TV viewers are getting older, according to industry figures. The average age of an ABC viewer is 66, for SBS it's 61, 52 for both Seven and Nine, and 46 for Ten. Television remains a "tremendous brand, socially and culturally", says Cunningham, but if the once ubiquitous water cooler question "What did you watch on TV last night?" now "only occurs between people in their 60s", then "that is a problem", he says.

The desire for on-demand viewing is so strong that networks have had to overcome their former squeamishness about it, says Chris Stenhouse, CEO of Switch Media, which makes software for broadcasters, including products that facilitate and enhance the viewers' on-demand experience. "Previously broadcasters were reluctant about this but now they may even release [programs to a streaming service] before broadcast", he says.

Switch Media is behind the mobile apps for Freeview Australia which deliver content from all the free-to-air networks to viewers' devices. It has also developed a product that allows ads to be inserted into live and broadcast streams so smoothly that ad-blocking software has difficulty detecting them.

graphs showing TV and internet user numbers

"They're fighting a rearguard action" says Steve Allen, media analyst of Fusion Strategy, about the networks. The current Freeview TV ad in which a boy is hanging out to watch a show with a girl, only to learn she's already watched it "at the bus stop, on the bus, at school, in the car, at Dan's house, when I was walking the dog" is part of the battle. Mr Allen estimates free-to-air advertising revenue is down about 5 per cent in the last six months.

[Stated problem 1]
Decide whether each statement below agrees with the article on TV viewing. Answer yes or no for each and quote the deciding words of the article.
(a) The average age of an SBS viewer is 61.
(b) Switch Media makes software for advertisers.
(c) Steve Allen estimates that free-to-air advertising revenue has fallen about 10 per cent.

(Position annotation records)
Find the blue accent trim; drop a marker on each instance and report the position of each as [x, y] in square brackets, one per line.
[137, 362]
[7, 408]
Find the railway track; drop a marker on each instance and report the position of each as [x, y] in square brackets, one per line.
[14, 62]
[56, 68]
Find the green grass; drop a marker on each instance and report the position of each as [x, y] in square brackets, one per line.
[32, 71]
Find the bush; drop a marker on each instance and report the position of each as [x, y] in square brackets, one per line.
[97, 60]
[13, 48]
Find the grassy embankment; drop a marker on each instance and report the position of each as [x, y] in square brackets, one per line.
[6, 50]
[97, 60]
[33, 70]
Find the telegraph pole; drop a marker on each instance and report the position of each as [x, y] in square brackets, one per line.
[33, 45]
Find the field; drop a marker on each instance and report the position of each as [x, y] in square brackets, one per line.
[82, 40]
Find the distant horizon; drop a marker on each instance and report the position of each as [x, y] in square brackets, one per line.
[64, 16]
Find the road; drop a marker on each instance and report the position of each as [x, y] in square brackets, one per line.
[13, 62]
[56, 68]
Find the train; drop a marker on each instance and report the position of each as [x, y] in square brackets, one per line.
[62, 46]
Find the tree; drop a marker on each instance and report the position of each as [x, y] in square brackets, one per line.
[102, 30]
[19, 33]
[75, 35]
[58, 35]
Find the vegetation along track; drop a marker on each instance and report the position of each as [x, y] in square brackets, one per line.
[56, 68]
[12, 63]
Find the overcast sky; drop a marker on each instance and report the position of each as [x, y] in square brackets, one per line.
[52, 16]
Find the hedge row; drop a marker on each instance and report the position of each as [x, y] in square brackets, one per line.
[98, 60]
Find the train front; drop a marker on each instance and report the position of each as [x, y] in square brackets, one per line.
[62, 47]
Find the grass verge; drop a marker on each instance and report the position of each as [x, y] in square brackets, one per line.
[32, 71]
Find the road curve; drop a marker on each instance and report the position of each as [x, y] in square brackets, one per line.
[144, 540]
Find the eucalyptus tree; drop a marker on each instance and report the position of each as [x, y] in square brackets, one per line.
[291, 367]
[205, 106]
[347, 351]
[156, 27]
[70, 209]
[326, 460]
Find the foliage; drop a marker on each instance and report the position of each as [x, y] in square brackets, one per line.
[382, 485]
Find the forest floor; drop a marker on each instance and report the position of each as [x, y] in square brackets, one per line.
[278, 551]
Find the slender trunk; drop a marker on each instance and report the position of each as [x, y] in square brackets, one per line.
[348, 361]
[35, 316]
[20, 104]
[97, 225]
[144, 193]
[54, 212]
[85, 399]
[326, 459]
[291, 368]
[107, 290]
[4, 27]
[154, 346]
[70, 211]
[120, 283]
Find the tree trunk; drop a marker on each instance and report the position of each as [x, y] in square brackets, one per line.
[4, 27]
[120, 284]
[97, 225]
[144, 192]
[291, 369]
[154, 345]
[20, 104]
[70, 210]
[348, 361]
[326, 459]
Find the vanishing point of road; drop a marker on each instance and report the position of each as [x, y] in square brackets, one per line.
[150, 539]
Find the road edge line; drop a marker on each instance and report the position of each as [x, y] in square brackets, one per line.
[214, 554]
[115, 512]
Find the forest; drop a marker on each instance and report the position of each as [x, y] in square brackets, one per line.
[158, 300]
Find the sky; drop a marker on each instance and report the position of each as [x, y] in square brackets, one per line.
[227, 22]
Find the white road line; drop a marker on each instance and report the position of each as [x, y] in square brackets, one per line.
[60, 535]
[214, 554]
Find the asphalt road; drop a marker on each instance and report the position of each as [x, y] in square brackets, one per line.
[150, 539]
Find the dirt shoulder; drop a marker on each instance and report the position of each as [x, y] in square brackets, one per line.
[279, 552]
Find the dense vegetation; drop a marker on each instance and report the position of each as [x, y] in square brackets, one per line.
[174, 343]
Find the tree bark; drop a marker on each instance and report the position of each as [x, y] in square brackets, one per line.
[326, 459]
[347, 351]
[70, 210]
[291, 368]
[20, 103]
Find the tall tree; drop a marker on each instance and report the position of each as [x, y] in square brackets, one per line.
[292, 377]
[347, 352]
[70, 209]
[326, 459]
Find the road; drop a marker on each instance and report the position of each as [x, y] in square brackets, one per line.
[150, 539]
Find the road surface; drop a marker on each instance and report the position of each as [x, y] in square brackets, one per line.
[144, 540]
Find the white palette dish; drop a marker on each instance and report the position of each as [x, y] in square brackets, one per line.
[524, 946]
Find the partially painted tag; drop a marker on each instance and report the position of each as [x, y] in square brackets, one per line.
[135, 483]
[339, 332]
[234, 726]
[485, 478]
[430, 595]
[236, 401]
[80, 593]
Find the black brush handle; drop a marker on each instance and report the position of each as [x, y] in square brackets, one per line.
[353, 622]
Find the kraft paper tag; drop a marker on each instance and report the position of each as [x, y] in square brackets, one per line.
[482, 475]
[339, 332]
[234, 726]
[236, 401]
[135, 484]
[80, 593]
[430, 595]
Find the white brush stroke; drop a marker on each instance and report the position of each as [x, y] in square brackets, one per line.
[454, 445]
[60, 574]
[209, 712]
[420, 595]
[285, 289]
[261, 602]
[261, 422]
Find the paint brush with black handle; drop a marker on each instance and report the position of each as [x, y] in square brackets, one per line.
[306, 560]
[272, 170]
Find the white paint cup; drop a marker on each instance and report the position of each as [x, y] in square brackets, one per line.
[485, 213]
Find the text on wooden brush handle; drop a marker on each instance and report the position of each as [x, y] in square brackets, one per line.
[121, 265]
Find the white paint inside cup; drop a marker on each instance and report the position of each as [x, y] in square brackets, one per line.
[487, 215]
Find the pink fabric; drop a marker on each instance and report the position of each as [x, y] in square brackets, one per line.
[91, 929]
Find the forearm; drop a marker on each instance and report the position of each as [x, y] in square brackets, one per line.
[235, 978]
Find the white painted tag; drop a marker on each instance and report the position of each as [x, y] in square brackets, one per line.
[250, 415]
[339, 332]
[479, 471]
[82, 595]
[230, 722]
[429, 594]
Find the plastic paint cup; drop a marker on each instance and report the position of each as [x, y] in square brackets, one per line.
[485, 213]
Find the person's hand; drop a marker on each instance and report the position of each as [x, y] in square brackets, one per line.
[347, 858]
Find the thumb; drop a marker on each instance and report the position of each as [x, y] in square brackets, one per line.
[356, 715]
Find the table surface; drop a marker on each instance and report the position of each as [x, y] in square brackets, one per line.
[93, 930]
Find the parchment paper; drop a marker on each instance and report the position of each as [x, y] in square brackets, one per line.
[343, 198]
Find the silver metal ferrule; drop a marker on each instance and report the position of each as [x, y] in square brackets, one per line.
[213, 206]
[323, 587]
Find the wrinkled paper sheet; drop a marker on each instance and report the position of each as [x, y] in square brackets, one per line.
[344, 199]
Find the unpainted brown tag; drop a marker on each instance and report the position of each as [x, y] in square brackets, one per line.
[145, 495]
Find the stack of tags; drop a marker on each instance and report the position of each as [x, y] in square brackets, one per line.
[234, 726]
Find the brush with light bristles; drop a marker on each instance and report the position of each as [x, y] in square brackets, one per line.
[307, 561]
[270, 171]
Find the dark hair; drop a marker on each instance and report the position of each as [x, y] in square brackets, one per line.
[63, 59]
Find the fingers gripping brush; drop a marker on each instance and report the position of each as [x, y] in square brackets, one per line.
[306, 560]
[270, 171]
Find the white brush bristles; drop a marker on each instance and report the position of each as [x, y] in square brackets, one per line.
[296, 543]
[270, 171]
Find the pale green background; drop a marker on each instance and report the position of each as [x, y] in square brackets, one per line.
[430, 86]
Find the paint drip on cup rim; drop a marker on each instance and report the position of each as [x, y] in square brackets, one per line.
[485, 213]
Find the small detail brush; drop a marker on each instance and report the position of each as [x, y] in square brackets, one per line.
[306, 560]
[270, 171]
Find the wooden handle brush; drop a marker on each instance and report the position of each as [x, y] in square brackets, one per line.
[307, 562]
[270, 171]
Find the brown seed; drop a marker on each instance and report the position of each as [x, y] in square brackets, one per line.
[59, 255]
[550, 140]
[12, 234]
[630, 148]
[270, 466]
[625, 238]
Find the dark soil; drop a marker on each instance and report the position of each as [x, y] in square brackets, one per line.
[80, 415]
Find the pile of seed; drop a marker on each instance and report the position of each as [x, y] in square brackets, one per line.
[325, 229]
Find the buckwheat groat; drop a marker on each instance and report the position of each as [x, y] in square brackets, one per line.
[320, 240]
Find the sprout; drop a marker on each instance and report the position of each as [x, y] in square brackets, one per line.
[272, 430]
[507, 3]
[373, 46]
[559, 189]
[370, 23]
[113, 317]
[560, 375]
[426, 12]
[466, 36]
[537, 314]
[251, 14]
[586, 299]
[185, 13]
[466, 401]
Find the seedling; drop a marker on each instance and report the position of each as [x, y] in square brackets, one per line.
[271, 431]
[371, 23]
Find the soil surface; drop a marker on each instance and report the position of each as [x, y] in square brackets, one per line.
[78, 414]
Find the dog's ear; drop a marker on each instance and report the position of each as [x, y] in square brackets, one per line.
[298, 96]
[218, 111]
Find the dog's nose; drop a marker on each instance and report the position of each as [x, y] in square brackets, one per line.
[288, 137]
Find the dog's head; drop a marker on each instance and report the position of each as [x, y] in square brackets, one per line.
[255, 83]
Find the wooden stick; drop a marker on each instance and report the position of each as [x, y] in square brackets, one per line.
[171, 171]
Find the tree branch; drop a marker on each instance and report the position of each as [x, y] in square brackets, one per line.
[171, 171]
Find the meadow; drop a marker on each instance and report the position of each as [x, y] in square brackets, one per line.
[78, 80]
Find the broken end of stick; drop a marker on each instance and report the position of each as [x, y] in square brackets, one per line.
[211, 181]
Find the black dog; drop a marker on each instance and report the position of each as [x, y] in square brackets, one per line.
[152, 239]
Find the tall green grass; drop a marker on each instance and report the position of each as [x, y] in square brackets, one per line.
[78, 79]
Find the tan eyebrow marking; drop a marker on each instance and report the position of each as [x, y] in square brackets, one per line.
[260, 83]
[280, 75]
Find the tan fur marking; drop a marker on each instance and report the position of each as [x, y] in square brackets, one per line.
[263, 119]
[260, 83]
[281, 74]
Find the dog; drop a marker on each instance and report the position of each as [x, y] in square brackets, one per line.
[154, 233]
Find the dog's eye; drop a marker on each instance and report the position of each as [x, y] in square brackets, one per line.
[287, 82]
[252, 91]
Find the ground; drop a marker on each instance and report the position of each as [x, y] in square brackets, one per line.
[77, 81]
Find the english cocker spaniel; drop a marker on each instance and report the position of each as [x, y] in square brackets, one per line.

[Stated problem 2]
How many lines of the listing above contain the word "black"? Give only the number.

[Full output 1]
(a) Yes: "for SBS it's 61"
(b) No: "which makes software for broadcasters"
(c) No: "Mr Allen estimates free-to-air advertising revenue is down about 5 per cent in the last six months"

[Full output 2]
3